About this task - Please give the records below again in full, exactly, with the images left out.
-- Opening Marker --
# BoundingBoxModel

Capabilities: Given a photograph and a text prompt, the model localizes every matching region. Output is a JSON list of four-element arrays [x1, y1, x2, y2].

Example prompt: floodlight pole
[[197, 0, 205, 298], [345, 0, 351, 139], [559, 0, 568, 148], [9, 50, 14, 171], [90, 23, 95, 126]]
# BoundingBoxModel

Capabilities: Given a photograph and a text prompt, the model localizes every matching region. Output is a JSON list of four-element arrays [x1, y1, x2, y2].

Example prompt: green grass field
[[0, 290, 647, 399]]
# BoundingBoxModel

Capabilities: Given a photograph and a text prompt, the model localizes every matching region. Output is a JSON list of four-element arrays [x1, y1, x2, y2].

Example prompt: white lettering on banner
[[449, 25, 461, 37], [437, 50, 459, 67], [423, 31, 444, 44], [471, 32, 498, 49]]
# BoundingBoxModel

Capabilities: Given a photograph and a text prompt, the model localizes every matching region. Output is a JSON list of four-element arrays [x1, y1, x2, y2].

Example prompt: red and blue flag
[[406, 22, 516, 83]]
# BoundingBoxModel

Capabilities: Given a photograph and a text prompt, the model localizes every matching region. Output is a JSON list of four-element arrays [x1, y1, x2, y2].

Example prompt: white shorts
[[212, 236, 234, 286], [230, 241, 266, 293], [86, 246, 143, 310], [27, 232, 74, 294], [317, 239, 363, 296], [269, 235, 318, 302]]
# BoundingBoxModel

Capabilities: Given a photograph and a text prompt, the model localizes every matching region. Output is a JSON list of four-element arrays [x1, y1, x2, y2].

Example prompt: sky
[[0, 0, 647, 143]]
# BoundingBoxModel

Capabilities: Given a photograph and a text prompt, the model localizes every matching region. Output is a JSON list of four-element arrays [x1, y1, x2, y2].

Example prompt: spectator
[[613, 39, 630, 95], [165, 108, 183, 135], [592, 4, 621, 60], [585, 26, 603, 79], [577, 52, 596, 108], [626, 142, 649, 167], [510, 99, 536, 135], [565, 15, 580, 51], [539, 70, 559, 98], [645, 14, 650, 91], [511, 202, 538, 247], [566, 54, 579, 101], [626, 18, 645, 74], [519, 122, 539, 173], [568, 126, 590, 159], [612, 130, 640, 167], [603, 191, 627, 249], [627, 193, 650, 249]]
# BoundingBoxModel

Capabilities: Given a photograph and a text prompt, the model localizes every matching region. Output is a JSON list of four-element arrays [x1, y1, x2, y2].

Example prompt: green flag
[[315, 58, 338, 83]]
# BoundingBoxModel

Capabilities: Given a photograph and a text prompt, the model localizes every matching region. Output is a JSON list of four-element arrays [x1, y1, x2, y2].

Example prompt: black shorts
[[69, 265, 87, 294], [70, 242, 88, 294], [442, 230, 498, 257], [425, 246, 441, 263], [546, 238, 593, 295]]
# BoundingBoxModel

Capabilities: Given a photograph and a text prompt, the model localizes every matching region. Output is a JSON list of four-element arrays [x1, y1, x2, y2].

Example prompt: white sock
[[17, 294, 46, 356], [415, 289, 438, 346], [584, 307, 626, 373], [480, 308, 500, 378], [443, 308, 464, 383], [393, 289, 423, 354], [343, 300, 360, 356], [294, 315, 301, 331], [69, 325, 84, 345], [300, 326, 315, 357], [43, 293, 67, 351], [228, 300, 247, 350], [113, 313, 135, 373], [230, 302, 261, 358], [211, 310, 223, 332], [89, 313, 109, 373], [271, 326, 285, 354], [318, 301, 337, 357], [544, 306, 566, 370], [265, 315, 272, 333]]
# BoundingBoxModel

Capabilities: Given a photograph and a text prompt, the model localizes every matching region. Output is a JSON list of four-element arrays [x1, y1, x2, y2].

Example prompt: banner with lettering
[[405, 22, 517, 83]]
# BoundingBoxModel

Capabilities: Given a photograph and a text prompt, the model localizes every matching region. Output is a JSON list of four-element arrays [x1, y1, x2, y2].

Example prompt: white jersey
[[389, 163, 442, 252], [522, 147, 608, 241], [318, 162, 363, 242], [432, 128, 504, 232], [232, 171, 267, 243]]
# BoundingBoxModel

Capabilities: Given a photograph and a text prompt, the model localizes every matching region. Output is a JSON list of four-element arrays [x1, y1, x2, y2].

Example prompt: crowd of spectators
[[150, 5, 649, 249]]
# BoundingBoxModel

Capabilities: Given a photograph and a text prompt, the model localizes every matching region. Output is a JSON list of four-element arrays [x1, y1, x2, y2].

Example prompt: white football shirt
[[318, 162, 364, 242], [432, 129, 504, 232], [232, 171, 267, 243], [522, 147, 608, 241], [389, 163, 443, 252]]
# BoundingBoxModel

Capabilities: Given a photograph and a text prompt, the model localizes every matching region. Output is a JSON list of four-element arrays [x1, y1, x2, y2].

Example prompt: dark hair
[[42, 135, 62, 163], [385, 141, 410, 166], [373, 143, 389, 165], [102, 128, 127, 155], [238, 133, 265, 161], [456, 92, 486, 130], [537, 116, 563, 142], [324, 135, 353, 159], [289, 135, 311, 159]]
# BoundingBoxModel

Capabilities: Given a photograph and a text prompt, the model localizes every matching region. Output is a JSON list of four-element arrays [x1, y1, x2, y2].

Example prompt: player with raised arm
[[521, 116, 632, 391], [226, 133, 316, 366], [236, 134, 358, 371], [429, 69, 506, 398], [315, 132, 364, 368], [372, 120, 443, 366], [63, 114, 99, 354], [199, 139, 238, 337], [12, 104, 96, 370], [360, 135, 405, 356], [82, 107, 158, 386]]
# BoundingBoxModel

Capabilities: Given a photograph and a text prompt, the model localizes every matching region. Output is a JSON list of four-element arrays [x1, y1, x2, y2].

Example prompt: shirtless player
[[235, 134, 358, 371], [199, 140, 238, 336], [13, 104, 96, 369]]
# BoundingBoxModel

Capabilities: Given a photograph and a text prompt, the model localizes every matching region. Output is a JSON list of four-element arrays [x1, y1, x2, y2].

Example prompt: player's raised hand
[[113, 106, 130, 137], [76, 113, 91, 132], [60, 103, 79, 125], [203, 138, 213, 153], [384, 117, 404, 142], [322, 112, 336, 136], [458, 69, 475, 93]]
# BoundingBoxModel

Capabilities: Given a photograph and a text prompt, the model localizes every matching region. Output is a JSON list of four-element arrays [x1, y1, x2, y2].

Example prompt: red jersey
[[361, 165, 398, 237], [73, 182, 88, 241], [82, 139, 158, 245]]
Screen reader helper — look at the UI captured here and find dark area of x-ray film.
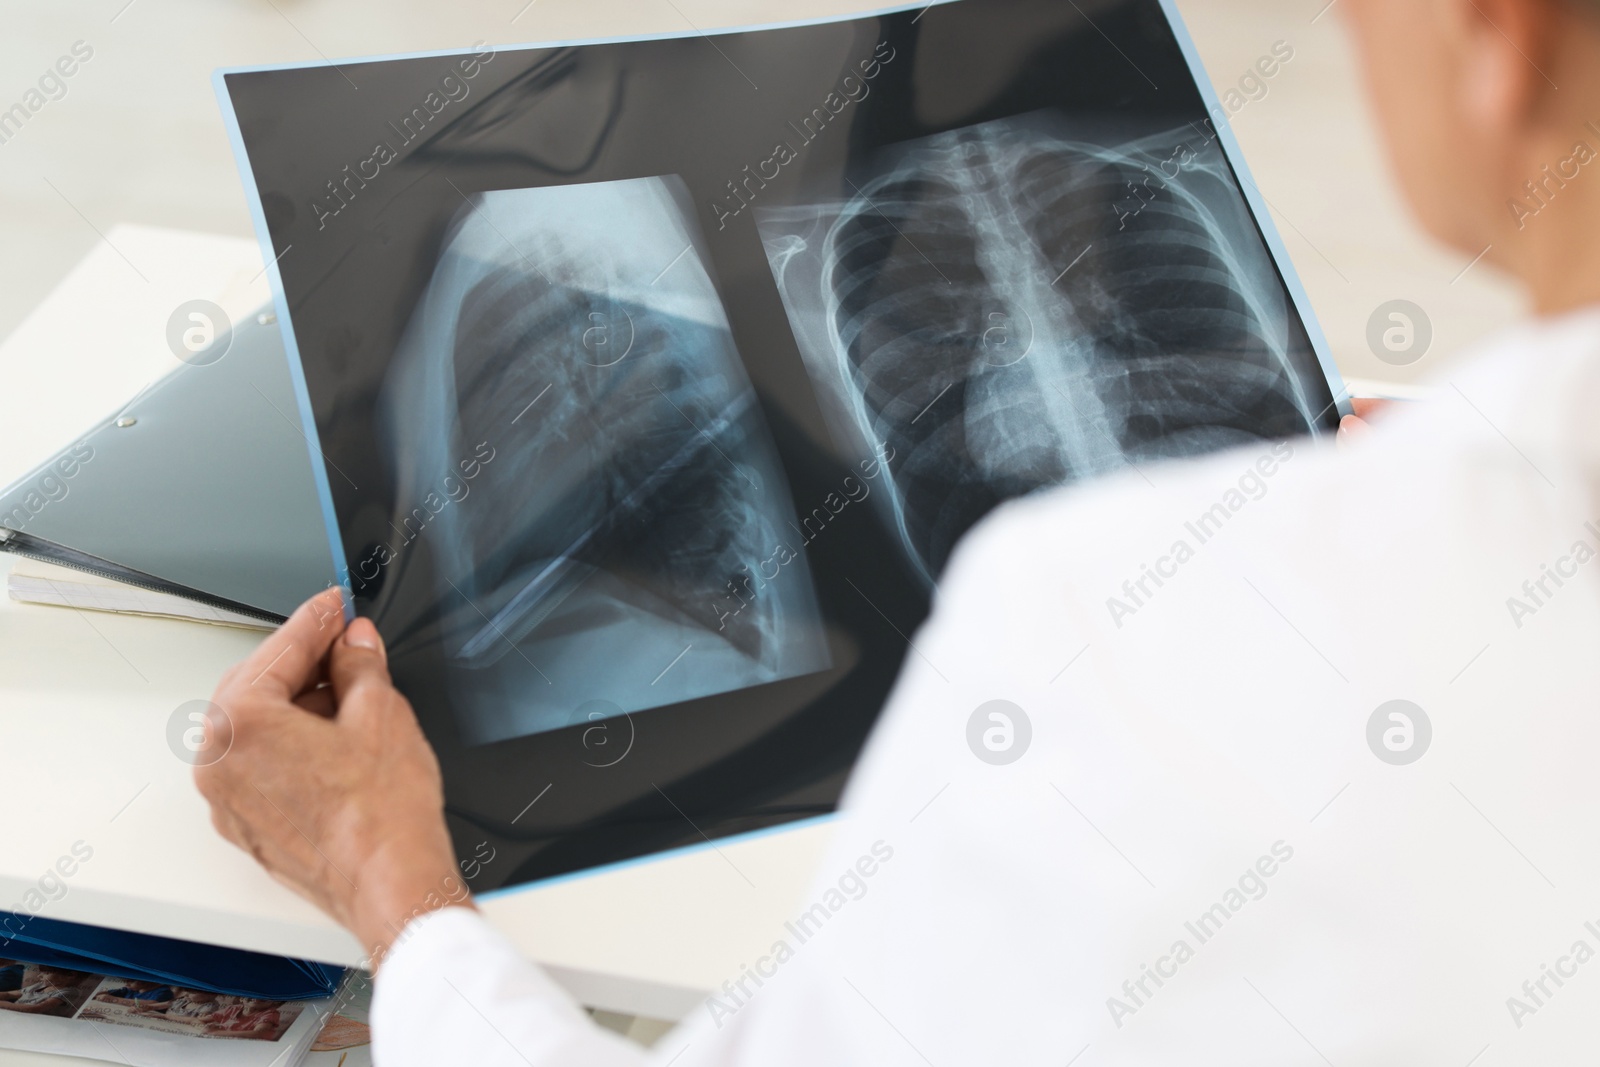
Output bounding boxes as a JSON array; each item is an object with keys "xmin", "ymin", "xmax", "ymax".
[{"xmin": 220, "ymin": 0, "xmax": 1341, "ymax": 889}]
-- Closing Marker --
Your solution -
# BoundingBoxModel

Capabilities: Given a photograph and a text prompt, the model localizes every matching region. Output is a JSON list of four-element arrays [x1, y1, x2, y2].

Example prompt: floodlight pole
[[197, 0, 205, 298], [345, 0, 351, 139], [559, 0, 568, 148], [9, 50, 14, 171], [90, 23, 95, 126]]
# BoundingBoxModel

Capabilities: Given a photograph and a text prompt, the model localizes every matching region. Output is a JSON list of four-element arrays [x1, y1, x2, y2].

Example prompt: green grass field
[[0, 290, 647, 399]]
# BoundingBoxModel

Capabilities: Given a photograph and a text prompt, the model localizes every matching region. Output is a JSON list of four-element arrays [x1, y1, x2, y2].

Example prompt: white lettering on banner
[[449, 25, 461, 37], [437, 50, 459, 67], [423, 31, 444, 44], [471, 32, 498, 49]]
# BoundingBoxModel

Capabilities: Given a photograph and a text prompt, the model localizes every matching region. Output is a JSON list of four-element arrays [x1, y1, x2, y2].

Example prompt: red and blue flag
[[406, 22, 516, 83]]
# BoundingBoxModel

Capabilities: Given a photograph and a text prompt, the model localizes every matching region. Output is a JSON list of four-element arrays [x1, y1, x2, y2].

Example prompt: white shorts
[[212, 236, 234, 286], [230, 241, 266, 293], [86, 246, 143, 310], [27, 232, 74, 294], [317, 239, 363, 296], [269, 235, 318, 302]]
# BoundingBoxModel

Capabilities: Given a photograph and a text prompt, the model localizes every matching region. Output is a JSON list of four-element arrays [x1, y1, x2, y2].

Example prompt: sky
[[0, 0, 647, 143]]
# BoundingBoxModel

Capabilities: Given a photograph and a text prompt, the model localizes every matching region. Output is a JSON list of four-element arrays [x1, y1, x2, y2].

Example prompt: spectator
[[613, 39, 630, 95], [165, 108, 183, 135], [592, 4, 621, 60], [585, 26, 603, 79], [577, 52, 596, 108], [626, 142, 649, 167], [510, 99, 536, 135], [565, 15, 580, 51], [539, 70, 559, 98], [645, 14, 650, 91], [511, 202, 538, 247], [566, 54, 579, 101], [626, 18, 645, 74], [519, 122, 539, 173], [568, 126, 590, 159], [612, 130, 640, 167], [603, 191, 627, 249], [627, 193, 650, 249]]
# BoundingBoxModel

Capabilities: Given a photograph and a text prompt, the model localizes every matching region. Output is a JSON list of four-element arrays [x1, y1, x2, y2].

Example prompt: green flag
[[315, 58, 338, 83]]
# BoundingBoxModel

Capabilities: Given a photograph and a text prompt, the model localizes every matching region. Output is a JSON list of four-element arrays [x1, y1, x2, y2].

Example prompt: black shorts
[[69, 265, 87, 294], [70, 242, 88, 294], [442, 230, 498, 257], [425, 246, 441, 263], [546, 238, 593, 295]]
# BoundingBoxModel

Capabilities: Given a photograph and a text prompt, the model localizes every matching region. Output is a JSON list of four-element arrays [x1, y1, x2, y2].

Example prompt: white sock
[[17, 294, 46, 356], [415, 289, 438, 346], [584, 307, 626, 373], [480, 308, 500, 378], [443, 308, 464, 383], [393, 289, 423, 354], [343, 300, 360, 356], [294, 315, 301, 331], [69, 325, 84, 345], [300, 326, 315, 357], [43, 293, 67, 351], [228, 300, 247, 350], [113, 313, 135, 373], [230, 302, 261, 358], [211, 310, 223, 332], [89, 313, 109, 373], [271, 326, 285, 354], [318, 301, 337, 357], [544, 306, 566, 370], [265, 315, 272, 333]]
# BoundingBoxModel

Capabilities: Given a photograph and a text prompt, the model localizes every matching region. Output is a JSON list of four-element arrays [x1, y1, x2, y2].

Example prompt: banner with lettering
[[405, 22, 517, 83]]
# BoundingBoxModel

Capabilities: Given a photograph and a text prompt, the model localizes every matching region. Output is a JSON list of four-element arrays [x1, y1, x2, y2].

Example prompt: white jersey
[[389, 163, 442, 252], [522, 147, 608, 241], [318, 162, 363, 242], [432, 128, 504, 232], [232, 171, 267, 243]]
# BoundingBoxModel

Capabilities: Given a photograph and a text prompt, the model localizes every matching region. Output is a JSON list of four-element arrays [x1, y1, x2, y2].

Example prompt: crowd of spectators
[[150, 5, 649, 249]]
# BoundingBoxModel

Capabilities: Given a photograph and a text prompt, the model localizes every matching region. Output is a JSON list of four-element arrays [x1, y1, x2, y2].

Example prompt: white football shirt
[[318, 162, 364, 242], [432, 129, 504, 232], [232, 171, 267, 243], [522, 147, 608, 241], [389, 163, 443, 252]]
# BoundingBoxModel

Capabilities: Given a photograph and a text prompt, the model localizes every matching region. Output is a JSON list of four-element arrays [x1, y1, x2, y2].

Example prompt: dark hair
[[42, 135, 62, 163], [385, 141, 410, 166], [373, 143, 389, 165], [102, 128, 127, 155], [238, 133, 265, 161], [456, 92, 486, 130], [537, 116, 563, 142], [324, 135, 353, 159], [289, 135, 311, 159]]
# BoundingBoxModel

Capabilities: Given a photograph and a text prompt, the model localizes every matching region. Output is a JSON list of four-element arrays [x1, y1, x2, y2].

Example prompt: player with raised arm
[[521, 116, 632, 391], [226, 133, 316, 366], [236, 134, 358, 371], [429, 69, 506, 398], [315, 132, 364, 368], [372, 120, 443, 366], [63, 114, 99, 354], [199, 139, 238, 337], [12, 104, 96, 370], [360, 135, 405, 356], [82, 107, 158, 386]]
# BoundingBoxModel

Capabilities: Given a photograph and a text prompt, the model localizes every matching region. Output is a JSON list of four-element arrays [x1, y1, x2, y2].

Example prompt: shirtless player
[[235, 134, 358, 371], [199, 140, 238, 336], [13, 104, 96, 369]]
# BoundingBoxModel

Capabilities: Given a photograph and a text prompt, the model localizes every matching region. Output is a JSON list of four-element arrays [x1, y1, x2, y2].

Example prompt: player's raised hand
[[113, 106, 130, 137], [76, 113, 91, 132], [60, 103, 79, 125], [203, 138, 213, 153], [384, 117, 404, 142], [322, 112, 336, 136], [458, 69, 475, 93]]
# BoundingBoxModel

Capabilities: Given a photograph and a text prompt, the model localizes every matching region. Output is a JSON list of four-element arrays [x1, y1, x2, y2].

Example prompt: red jersey
[[361, 165, 398, 237], [73, 182, 88, 241], [82, 139, 158, 245]]
Screen reader helper — look at the UI captured here and find dark area of x-ray film.
Output bounding boxes as a JSON array; each item is an object with keys "xmin", "ymin", "xmax", "ymax".
[{"xmin": 220, "ymin": 0, "xmax": 1341, "ymax": 889}]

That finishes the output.